** START Excerpted data **
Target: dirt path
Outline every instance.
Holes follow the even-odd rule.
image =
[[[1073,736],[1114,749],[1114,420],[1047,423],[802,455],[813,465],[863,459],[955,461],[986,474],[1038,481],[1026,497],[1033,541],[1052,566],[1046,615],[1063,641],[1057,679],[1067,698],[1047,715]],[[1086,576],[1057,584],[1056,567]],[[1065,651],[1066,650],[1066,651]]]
** END Excerpted data **
- [Directions] Rewrite the records above with "dirt path" changed to "footpath" wherever it appears, leaving everything else as it is.

- [Result below]
Target: footpath
Outline every instance.
Holes follow the even-odd rule.
image =
[[[1073,736],[1114,749],[1114,420],[1047,423],[802,455],[813,465],[863,459],[955,461],[986,474],[1038,481],[1026,497],[1033,541],[1052,566],[1046,615],[1063,641],[1057,679],[1067,698],[1047,715]],[[1086,576],[1057,584],[1056,567]],[[1065,651],[1066,650],[1066,651]]]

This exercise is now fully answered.